[Dataset rows on where objects appear]

○ ○ ○

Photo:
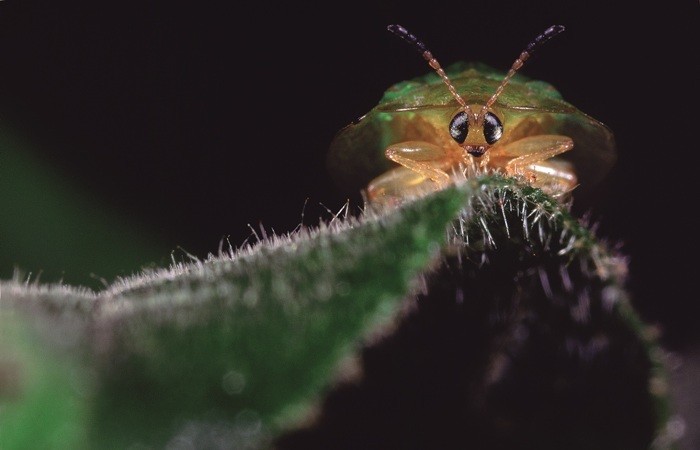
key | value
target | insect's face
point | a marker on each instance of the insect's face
(476, 133)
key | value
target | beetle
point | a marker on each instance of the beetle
(452, 123)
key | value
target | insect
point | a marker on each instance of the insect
(468, 118)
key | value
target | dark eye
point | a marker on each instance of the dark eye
(459, 127)
(493, 128)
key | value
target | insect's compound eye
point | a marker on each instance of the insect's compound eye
(493, 128)
(459, 127)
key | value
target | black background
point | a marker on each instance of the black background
(197, 119)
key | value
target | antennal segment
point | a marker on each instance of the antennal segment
(425, 53)
(548, 34)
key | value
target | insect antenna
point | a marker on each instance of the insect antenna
(425, 53)
(548, 34)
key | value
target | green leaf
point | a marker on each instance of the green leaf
(242, 345)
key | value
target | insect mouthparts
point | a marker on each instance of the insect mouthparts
(476, 150)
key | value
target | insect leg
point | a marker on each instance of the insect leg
(429, 160)
(528, 156)
(397, 185)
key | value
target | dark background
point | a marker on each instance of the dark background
(191, 121)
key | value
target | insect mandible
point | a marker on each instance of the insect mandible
(469, 118)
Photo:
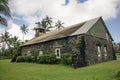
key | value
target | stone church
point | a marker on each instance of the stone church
(90, 40)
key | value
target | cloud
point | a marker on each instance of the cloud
(32, 11)
(14, 29)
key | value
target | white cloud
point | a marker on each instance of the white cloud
(14, 29)
(34, 10)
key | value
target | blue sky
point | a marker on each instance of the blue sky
(69, 11)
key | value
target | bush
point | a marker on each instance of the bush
(25, 59)
(29, 58)
(66, 59)
(14, 58)
(20, 59)
(47, 59)
(118, 75)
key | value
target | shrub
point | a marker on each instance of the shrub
(118, 75)
(47, 59)
(14, 58)
(28, 59)
(20, 59)
(66, 59)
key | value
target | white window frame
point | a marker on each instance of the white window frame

○ ○ ○

Your task.
Write out the material above once more, exactly as it reads, with no pictures.

In response.
Photo:
key | value
target | insect's face
point | a marker on each instance of the insect's face
(476, 133)
key | value
target | beetle
point | a marker on each instance of the beetle
(452, 123)
key | value
target | insect
point | a marker on each instance of the insect
(468, 118)
key | value
target | dark eye
point | a marker on each instance of the dark eye
(459, 127)
(493, 128)
key | value
target | insect's compound eye
point | a marker on each instance of the insect's compound eye
(493, 128)
(459, 127)
key | value
target | black background
point | a marker on each instance of the black background
(197, 119)
key | value
target | antennal segment
point | a marker on each instance of the antennal segment
(425, 53)
(548, 34)
key | value
target | insect antenna
point | a marker on each instance of the insect antenna
(425, 53)
(548, 34)
key | value
target | green leaf
point | a marker on each instance of the green leaf
(242, 345)
key | value
target | insect mouthparts
point | a marker on each instance of the insect mouthparts
(476, 150)
key | value
target | insect leg
point | a marker on each instance of the insect leg
(429, 160)
(528, 156)
(397, 185)
key | value
target | dark background
point | a marker on each instance of the dark background
(191, 121)
key | value
target | insect mandible
point | a marker on each instance of the insect mandible
(469, 118)
Photo:
key | value
target | stone church
point | a marker on each instance of the stone church
(90, 40)
key | value
target | cloud
point | a marker on each instance of the cloud
(32, 11)
(14, 29)
key | value
target | white cloud
point | a marker on each instance of the white cloud
(14, 29)
(34, 10)
key | value
target | blue sky
point | a marker on each instance of the blue sky
(69, 11)
key | value
target | bush
point | a marker on each instance of the bush
(25, 59)
(29, 58)
(66, 59)
(14, 58)
(20, 59)
(47, 59)
(118, 75)
key | value
target | shrub
point | a marker on each instance of the shrub
(118, 75)
(47, 59)
(14, 58)
(28, 59)
(20, 59)
(66, 59)
key | value
target | white window frame
point | a marker on each instance of the white window frame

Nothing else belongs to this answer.